* [Exercise instructions] Copy exactly the lines from the one containing "Can you tell me where the green herb" through the last line of the records, both included, and nothing more.

* [Task material]
-=-=-=-=-
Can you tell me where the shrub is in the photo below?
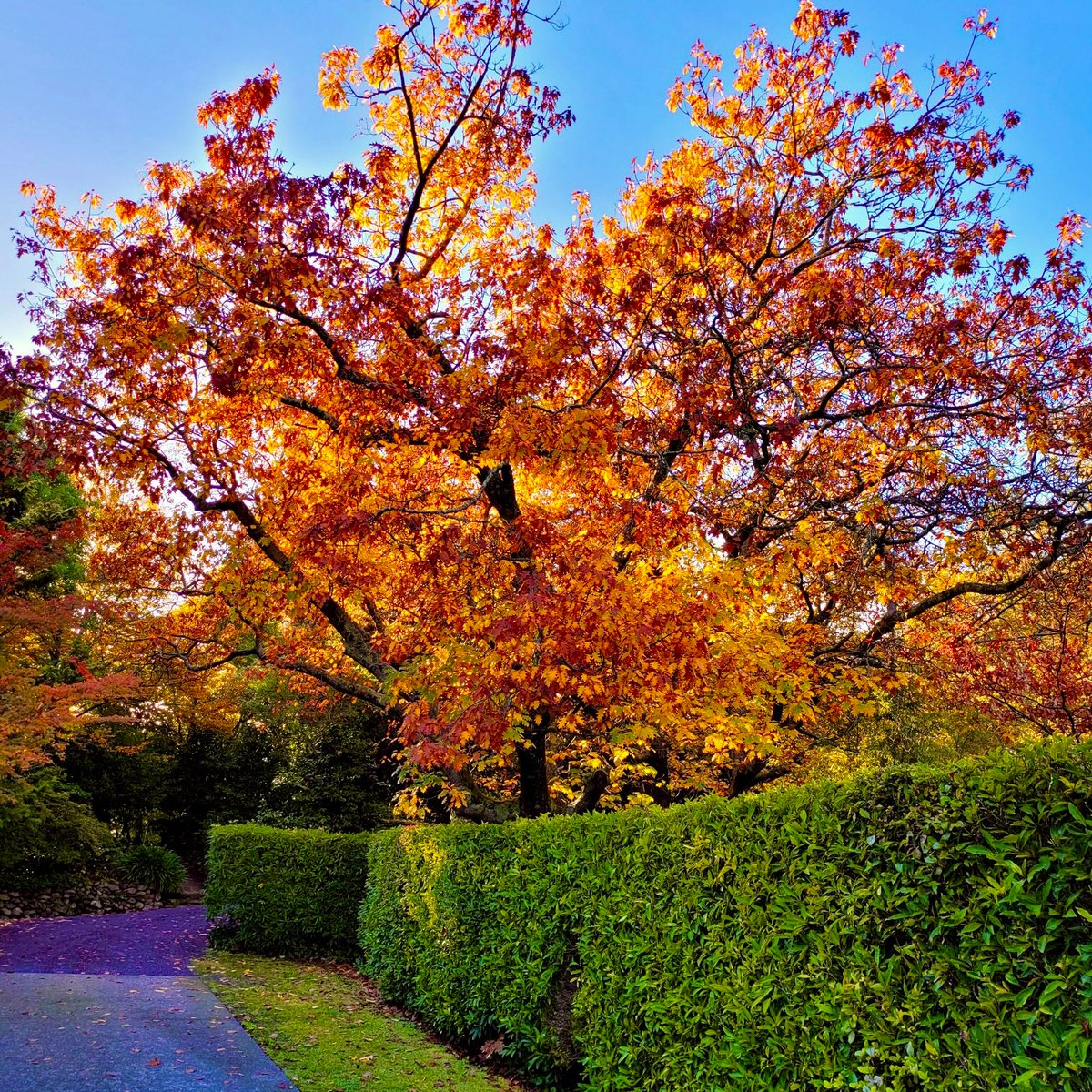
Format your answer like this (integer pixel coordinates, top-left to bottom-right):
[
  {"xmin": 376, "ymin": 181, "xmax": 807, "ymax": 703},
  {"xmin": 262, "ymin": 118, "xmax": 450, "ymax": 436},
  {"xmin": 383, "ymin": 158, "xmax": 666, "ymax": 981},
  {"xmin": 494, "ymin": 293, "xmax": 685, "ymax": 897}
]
[
  {"xmin": 359, "ymin": 743, "xmax": 1092, "ymax": 1092},
  {"xmin": 0, "ymin": 766, "xmax": 114, "ymax": 891},
  {"xmin": 206, "ymin": 824, "xmax": 368, "ymax": 955},
  {"xmin": 118, "ymin": 843, "xmax": 186, "ymax": 895}
]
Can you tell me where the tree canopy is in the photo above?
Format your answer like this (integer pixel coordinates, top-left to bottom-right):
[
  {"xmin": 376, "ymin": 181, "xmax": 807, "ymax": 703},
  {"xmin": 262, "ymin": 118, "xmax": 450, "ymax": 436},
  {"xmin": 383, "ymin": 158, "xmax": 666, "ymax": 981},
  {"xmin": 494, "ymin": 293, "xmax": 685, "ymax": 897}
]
[{"xmin": 12, "ymin": 0, "xmax": 1092, "ymax": 814}]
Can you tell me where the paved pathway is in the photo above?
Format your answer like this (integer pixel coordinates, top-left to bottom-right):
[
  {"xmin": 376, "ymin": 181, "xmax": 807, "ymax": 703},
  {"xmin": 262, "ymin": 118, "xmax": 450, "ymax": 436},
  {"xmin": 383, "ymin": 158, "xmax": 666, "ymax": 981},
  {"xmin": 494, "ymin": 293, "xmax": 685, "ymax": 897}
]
[{"xmin": 0, "ymin": 906, "xmax": 295, "ymax": 1092}]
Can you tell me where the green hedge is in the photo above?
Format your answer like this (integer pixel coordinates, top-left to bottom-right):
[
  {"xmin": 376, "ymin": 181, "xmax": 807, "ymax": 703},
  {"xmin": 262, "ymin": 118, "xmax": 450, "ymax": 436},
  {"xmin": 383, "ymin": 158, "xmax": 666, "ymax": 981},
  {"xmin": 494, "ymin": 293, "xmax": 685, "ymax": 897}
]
[
  {"xmin": 359, "ymin": 743, "xmax": 1092, "ymax": 1092},
  {"xmin": 206, "ymin": 825, "xmax": 368, "ymax": 955}
]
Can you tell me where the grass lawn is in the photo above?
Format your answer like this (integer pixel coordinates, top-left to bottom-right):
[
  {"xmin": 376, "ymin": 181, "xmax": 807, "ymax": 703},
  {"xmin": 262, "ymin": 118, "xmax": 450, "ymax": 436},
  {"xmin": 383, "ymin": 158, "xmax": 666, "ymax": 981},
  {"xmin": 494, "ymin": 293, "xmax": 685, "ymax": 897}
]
[{"xmin": 195, "ymin": 952, "xmax": 517, "ymax": 1092}]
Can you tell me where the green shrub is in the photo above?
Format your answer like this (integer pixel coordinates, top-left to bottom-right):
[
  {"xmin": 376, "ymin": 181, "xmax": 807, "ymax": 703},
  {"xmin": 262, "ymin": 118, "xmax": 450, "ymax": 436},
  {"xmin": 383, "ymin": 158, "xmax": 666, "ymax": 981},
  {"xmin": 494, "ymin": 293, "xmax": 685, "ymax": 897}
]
[
  {"xmin": 359, "ymin": 743, "xmax": 1092, "ymax": 1092},
  {"xmin": 0, "ymin": 766, "xmax": 114, "ymax": 891},
  {"xmin": 206, "ymin": 824, "xmax": 368, "ymax": 955},
  {"xmin": 116, "ymin": 843, "xmax": 186, "ymax": 895}
]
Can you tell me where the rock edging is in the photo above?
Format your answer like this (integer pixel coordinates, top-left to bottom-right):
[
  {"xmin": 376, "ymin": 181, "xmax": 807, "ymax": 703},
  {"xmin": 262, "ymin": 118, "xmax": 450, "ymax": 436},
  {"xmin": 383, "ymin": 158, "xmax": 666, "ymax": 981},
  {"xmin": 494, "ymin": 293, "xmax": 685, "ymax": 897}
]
[{"xmin": 0, "ymin": 878, "xmax": 163, "ymax": 921}]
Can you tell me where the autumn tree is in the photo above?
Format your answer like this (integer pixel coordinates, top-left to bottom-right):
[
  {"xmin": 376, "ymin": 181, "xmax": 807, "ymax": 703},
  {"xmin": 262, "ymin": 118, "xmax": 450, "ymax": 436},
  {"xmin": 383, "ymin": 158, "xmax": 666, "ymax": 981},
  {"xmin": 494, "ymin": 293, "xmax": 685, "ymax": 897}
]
[{"xmin": 8, "ymin": 0, "xmax": 1092, "ymax": 814}]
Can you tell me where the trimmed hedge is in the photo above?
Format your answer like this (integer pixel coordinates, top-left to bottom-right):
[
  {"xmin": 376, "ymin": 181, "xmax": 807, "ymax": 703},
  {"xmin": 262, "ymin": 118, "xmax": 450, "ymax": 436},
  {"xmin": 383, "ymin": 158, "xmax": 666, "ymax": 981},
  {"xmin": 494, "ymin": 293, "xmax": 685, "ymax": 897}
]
[
  {"xmin": 206, "ymin": 824, "xmax": 368, "ymax": 956},
  {"xmin": 362, "ymin": 742, "xmax": 1092, "ymax": 1092}
]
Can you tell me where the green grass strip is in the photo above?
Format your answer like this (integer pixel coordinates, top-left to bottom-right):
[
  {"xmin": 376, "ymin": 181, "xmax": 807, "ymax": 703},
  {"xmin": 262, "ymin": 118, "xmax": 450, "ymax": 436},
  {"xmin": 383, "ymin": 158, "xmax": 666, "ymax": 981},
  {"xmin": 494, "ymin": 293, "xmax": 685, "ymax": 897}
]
[{"xmin": 195, "ymin": 952, "xmax": 515, "ymax": 1092}]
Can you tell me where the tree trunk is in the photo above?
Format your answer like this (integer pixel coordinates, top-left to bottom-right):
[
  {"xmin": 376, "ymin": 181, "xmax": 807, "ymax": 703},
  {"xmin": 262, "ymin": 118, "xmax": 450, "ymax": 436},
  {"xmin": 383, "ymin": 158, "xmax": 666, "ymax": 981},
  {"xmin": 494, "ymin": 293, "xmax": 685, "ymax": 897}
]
[{"xmin": 515, "ymin": 714, "xmax": 550, "ymax": 819}]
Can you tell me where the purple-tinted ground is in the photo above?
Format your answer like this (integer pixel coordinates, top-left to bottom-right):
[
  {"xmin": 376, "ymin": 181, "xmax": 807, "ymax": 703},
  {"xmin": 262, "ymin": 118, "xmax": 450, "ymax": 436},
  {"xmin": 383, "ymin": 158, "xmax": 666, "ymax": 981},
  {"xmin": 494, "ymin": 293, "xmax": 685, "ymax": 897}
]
[
  {"xmin": 0, "ymin": 906, "xmax": 295, "ymax": 1092},
  {"xmin": 0, "ymin": 906, "xmax": 209, "ymax": 976}
]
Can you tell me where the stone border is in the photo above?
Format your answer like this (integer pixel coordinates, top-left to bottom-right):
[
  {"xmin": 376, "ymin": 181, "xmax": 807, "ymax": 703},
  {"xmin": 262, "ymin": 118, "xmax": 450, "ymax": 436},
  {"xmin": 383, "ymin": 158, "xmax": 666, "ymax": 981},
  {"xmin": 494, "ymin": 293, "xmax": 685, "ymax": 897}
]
[{"xmin": 0, "ymin": 877, "xmax": 163, "ymax": 921}]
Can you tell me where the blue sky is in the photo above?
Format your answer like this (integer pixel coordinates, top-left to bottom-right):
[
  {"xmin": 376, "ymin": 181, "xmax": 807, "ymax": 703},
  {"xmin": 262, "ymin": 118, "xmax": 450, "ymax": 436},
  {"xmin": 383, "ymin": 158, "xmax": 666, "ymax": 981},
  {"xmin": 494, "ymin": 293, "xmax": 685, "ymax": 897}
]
[{"xmin": 0, "ymin": 0, "xmax": 1092, "ymax": 350}]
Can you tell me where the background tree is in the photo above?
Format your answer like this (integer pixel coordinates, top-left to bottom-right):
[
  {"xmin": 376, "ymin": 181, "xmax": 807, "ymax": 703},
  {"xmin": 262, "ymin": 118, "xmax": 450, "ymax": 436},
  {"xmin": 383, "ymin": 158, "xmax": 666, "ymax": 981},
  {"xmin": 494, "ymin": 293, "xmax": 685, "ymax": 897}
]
[
  {"xmin": 10, "ymin": 0, "xmax": 1092, "ymax": 814},
  {"xmin": 0, "ymin": 345, "xmax": 136, "ymax": 794}
]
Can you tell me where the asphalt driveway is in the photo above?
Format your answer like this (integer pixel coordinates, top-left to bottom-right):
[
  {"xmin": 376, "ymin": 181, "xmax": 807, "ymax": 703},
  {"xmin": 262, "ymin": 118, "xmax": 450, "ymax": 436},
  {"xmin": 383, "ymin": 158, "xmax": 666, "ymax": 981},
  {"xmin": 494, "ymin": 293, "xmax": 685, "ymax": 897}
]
[{"xmin": 0, "ymin": 906, "xmax": 295, "ymax": 1092}]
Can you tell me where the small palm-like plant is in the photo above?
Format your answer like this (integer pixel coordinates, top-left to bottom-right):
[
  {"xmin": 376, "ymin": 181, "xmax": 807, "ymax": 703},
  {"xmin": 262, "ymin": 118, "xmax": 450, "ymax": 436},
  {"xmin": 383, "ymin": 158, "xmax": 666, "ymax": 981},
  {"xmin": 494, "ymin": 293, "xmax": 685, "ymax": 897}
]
[{"xmin": 118, "ymin": 844, "xmax": 186, "ymax": 895}]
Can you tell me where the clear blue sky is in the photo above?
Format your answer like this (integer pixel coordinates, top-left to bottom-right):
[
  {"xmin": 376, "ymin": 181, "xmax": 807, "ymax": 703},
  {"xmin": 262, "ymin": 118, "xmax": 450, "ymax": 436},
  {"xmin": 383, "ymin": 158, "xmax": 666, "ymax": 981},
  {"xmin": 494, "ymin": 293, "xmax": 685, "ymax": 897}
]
[{"xmin": 0, "ymin": 0, "xmax": 1092, "ymax": 349}]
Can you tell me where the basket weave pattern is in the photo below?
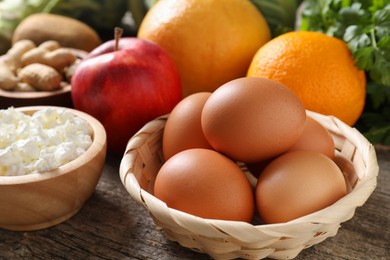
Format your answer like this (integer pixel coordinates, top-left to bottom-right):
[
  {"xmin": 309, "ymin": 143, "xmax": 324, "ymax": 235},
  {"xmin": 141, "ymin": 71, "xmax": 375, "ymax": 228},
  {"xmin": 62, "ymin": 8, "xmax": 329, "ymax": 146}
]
[{"xmin": 119, "ymin": 111, "xmax": 379, "ymax": 259}]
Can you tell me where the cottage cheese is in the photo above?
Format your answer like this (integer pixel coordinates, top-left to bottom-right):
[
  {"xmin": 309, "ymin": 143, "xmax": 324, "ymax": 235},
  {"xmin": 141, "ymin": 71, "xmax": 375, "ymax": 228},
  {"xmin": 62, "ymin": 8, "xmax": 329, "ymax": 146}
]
[{"xmin": 0, "ymin": 107, "xmax": 92, "ymax": 176}]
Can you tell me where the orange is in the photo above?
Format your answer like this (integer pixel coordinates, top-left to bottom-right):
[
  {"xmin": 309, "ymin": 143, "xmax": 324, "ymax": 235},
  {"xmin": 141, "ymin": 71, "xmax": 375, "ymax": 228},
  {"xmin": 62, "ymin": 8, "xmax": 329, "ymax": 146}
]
[
  {"xmin": 247, "ymin": 31, "xmax": 366, "ymax": 126},
  {"xmin": 137, "ymin": 0, "xmax": 270, "ymax": 96}
]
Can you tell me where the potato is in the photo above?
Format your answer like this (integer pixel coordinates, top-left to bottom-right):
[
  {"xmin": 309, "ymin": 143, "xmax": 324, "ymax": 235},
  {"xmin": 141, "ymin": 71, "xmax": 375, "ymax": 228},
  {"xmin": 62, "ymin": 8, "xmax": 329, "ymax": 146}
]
[{"xmin": 12, "ymin": 13, "xmax": 101, "ymax": 52}]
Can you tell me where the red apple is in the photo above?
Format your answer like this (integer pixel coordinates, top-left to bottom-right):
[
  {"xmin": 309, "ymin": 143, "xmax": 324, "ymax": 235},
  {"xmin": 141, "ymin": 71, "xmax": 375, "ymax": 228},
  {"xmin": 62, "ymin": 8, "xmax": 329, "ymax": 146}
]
[{"xmin": 71, "ymin": 33, "xmax": 182, "ymax": 154}]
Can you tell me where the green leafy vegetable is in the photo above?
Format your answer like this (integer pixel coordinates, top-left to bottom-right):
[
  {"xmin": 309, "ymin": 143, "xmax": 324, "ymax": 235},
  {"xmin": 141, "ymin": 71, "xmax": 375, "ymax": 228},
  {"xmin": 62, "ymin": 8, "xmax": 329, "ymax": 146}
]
[
  {"xmin": 297, "ymin": 0, "xmax": 390, "ymax": 145},
  {"xmin": 251, "ymin": 0, "xmax": 302, "ymax": 37},
  {"xmin": 299, "ymin": 0, "xmax": 390, "ymax": 86}
]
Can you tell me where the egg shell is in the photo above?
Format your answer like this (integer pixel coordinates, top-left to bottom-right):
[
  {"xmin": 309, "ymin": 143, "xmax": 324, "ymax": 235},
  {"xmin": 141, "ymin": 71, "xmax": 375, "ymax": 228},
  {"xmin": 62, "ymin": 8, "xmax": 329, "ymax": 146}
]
[
  {"xmin": 162, "ymin": 92, "xmax": 212, "ymax": 160},
  {"xmin": 201, "ymin": 78, "xmax": 306, "ymax": 162},
  {"xmin": 289, "ymin": 116, "xmax": 335, "ymax": 159},
  {"xmin": 255, "ymin": 151, "xmax": 347, "ymax": 224},
  {"xmin": 154, "ymin": 148, "xmax": 255, "ymax": 222}
]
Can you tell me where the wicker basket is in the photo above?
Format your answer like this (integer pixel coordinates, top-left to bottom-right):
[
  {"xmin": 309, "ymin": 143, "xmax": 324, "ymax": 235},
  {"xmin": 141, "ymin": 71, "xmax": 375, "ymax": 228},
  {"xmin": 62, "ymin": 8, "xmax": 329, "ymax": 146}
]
[{"xmin": 120, "ymin": 111, "xmax": 379, "ymax": 259}]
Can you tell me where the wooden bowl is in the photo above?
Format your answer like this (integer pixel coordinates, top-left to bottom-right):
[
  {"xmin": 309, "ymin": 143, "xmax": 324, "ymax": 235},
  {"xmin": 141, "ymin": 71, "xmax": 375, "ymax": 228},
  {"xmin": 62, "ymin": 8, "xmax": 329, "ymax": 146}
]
[{"xmin": 0, "ymin": 106, "xmax": 107, "ymax": 231}]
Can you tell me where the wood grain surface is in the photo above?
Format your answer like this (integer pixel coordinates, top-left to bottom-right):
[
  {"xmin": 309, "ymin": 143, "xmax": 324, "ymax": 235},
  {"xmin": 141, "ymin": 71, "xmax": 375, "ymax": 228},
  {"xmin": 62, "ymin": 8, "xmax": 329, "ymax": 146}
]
[{"xmin": 0, "ymin": 146, "xmax": 390, "ymax": 260}]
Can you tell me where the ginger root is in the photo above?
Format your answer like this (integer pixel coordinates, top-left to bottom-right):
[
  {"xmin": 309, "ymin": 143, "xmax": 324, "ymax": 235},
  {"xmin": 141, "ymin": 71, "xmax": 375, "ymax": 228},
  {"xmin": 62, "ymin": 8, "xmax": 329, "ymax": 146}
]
[
  {"xmin": 18, "ymin": 63, "xmax": 62, "ymax": 91},
  {"xmin": 0, "ymin": 61, "xmax": 19, "ymax": 90},
  {"xmin": 4, "ymin": 40, "xmax": 36, "ymax": 73}
]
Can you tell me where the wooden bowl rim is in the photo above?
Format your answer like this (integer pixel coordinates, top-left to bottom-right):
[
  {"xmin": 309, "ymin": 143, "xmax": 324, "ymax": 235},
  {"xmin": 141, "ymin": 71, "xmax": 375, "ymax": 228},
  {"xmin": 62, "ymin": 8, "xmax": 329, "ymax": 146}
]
[
  {"xmin": 0, "ymin": 84, "xmax": 72, "ymax": 99},
  {"xmin": 0, "ymin": 106, "xmax": 107, "ymax": 185}
]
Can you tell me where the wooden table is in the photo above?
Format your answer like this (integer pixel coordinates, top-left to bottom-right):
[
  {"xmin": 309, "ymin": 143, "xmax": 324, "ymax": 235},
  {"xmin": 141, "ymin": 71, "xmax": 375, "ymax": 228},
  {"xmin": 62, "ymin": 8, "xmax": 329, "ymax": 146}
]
[{"xmin": 0, "ymin": 147, "xmax": 390, "ymax": 259}]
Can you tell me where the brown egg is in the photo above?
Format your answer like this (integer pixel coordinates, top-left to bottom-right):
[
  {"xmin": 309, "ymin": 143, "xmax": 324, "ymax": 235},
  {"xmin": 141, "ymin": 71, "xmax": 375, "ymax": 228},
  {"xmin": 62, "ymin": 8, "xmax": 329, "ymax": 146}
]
[
  {"xmin": 154, "ymin": 148, "xmax": 254, "ymax": 222},
  {"xmin": 255, "ymin": 151, "xmax": 347, "ymax": 223},
  {"xmin": 201, "ymin": 78, "xmax": 306, "ymax": 162},
  {"xmin": 289, "ymin": 116, "xmax": 335, "ymax": 160},
  {"xmin": 162, "ymin": 92, "xmax": 212, "ymax": 160}
]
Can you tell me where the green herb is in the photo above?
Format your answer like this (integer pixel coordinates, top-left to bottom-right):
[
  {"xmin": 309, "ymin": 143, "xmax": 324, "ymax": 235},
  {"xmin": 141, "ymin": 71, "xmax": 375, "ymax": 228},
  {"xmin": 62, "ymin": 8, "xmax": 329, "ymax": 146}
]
[
  {"xmin": 298, "ymin": 0, "xmax": 390, "ymax": 145},
  {"xmin": 251, "ymin": 0, "xmax": 302, "ymax": 37},
  {"xmin": 299, "ymin": 0, "xmax": 390, "ymax": 86}
]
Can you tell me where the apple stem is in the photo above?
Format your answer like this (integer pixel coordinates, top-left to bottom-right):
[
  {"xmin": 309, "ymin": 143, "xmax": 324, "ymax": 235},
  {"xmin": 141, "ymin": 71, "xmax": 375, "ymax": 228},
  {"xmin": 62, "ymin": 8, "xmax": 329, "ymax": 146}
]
-=-=-=-=-
* [Answer to this task]
Can you tell me where the green herb is in the photo above?
Format your answer like this (integer pixel coordinates, top-left to bottom-right):
[
  {"xmin": 309, "ymin": 143, "xmax": 324, "ymax": 235},
  {"xmin": 141, "ymin": 71, "xmax": 375, "ymax": 228},
  {"xmin": 62, "ymin": 8, "xmax": 329, "ymax": 146}
]
[
  {"xmin": 298, "ymin": 0, "xmax": 390, "ymax": 145},
  {"xmin": 251, "ymin": 0, "xmax": 302, "ymax": 37},
  {"xmin": 299, "ymin": 0, "xmax": 390, "ymax": 86}
]
Can you tell me where the apple stem is in the photo above?
Format your answer like this (integer pixel coordinates, top-left to bottom-right):
[
  {"xmin": 309, "ymin": 143, "xmax": 324, "ymax": 235},
  {"xmin": 141, "ymin": 71, "xmax": 375, "ymax": 228},
  {"xmin": 62, "ymin": 8, "xmax": 329, "ymax": 146}
]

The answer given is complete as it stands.